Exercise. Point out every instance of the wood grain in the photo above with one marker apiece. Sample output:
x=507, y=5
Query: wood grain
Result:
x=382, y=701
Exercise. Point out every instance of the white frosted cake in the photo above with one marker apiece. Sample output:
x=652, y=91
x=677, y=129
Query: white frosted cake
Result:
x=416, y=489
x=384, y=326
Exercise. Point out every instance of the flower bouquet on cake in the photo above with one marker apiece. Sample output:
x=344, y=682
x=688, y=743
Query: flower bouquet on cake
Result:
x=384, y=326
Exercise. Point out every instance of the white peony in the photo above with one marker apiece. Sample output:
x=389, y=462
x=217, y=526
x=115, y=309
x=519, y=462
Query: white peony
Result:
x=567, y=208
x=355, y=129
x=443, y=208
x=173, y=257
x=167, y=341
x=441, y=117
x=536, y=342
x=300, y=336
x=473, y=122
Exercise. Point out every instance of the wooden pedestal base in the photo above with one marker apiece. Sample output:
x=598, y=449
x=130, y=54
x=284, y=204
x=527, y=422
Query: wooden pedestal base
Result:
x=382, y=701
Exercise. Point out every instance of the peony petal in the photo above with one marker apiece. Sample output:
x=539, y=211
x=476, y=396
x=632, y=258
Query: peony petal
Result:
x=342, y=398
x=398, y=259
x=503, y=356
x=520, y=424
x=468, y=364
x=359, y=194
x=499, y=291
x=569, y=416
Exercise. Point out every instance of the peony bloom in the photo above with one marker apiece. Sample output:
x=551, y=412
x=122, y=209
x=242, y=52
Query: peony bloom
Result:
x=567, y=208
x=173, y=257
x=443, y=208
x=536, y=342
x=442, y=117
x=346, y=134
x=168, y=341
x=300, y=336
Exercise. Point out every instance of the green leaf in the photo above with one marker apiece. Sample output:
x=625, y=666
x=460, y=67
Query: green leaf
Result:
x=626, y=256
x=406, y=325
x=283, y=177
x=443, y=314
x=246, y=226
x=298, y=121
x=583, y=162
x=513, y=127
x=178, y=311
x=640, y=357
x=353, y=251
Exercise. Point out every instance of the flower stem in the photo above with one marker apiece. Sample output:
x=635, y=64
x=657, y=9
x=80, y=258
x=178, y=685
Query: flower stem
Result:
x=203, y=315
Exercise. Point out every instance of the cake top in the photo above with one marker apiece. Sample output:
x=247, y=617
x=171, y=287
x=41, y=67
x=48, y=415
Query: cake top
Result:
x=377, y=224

....

TASK: Find "Query: flower stem" in the records above. Repeat its line and every later line exactly, through the last one.

WRITTEN REPLY:
Query: flower stem
Result:
x=203, y=315
Exercise. Point out every instance of the cake top in the photo above with one marker apiece. Sample output:
x=247, y=617
x=171, y=287
x=41, y=67
x=48, y=415
Query: cake top
Result:
x=377, y=224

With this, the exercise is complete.